_SUPPLIED ENTRIES_:
::::
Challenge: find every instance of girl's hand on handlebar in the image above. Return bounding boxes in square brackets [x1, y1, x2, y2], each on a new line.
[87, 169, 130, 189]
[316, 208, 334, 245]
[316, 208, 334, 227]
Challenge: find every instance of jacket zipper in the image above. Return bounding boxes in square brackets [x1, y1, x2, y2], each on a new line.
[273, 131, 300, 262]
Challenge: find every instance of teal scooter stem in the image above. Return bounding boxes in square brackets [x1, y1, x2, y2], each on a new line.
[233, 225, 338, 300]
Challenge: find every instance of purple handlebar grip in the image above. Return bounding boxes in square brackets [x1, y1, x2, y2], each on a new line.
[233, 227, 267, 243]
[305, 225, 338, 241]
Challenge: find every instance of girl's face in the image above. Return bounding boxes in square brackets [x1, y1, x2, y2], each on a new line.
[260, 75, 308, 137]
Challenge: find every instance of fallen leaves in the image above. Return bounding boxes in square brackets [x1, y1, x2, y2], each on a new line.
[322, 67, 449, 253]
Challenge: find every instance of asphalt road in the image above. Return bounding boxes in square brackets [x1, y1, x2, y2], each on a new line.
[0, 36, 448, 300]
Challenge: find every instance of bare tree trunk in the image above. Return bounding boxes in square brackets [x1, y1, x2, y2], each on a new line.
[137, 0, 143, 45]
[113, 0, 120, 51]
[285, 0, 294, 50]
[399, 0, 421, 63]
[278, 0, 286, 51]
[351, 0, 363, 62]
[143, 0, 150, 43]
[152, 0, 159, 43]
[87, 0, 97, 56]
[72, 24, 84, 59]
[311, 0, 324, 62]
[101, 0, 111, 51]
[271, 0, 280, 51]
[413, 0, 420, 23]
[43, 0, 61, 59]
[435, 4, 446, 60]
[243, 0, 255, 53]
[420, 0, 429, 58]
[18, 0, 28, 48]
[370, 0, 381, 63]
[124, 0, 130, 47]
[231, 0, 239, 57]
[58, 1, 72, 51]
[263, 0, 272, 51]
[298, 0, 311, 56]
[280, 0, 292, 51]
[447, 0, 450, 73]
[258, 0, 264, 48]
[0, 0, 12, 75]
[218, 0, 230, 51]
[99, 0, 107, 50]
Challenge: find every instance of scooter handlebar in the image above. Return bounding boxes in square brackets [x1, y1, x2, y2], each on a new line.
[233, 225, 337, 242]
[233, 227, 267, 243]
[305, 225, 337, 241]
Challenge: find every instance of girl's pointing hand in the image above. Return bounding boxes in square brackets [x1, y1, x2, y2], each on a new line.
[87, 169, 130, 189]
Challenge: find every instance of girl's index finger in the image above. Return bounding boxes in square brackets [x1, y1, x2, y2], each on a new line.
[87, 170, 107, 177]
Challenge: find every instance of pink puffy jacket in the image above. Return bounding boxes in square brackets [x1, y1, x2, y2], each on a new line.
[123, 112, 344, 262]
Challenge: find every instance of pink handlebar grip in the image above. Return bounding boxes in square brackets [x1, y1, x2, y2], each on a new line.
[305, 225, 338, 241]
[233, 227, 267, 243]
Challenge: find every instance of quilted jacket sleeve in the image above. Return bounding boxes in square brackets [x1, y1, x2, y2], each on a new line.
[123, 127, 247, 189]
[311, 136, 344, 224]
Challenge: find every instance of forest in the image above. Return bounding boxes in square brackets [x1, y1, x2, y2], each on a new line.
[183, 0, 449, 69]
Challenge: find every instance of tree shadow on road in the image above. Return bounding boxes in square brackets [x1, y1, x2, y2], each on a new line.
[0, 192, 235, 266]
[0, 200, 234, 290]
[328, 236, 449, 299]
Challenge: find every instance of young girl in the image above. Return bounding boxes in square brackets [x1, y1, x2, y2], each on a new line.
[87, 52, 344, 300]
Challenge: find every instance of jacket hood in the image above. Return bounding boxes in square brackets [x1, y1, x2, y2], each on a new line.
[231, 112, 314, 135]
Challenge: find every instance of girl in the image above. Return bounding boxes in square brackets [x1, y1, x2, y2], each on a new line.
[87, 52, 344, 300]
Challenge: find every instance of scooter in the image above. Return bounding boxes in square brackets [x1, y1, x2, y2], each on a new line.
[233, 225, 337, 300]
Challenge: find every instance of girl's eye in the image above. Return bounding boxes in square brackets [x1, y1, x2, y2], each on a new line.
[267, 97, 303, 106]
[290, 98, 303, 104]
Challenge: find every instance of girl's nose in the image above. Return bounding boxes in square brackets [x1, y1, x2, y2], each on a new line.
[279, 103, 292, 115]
::::
_DESCRIPTION OF THE TASK_: Could you set down exactly the lines above, from the one containing "Challenge: find every instance of girl's eye" through the last, including both and nothing else?

_THE ANSWER_:
Challenge: find every instance of girl's eye in the image above. Return bounding boxes in square brackets [x1, y1, x2, y2], each on a new line.
[267, 97, 303, 106]
[290, 98, 303, 104]
Challenge: find every instance of girl's nose in the image above. Return bounding boxes in square brackets [x1, y1, x2, y2], each on a new line.
[279, 103, 292, 115]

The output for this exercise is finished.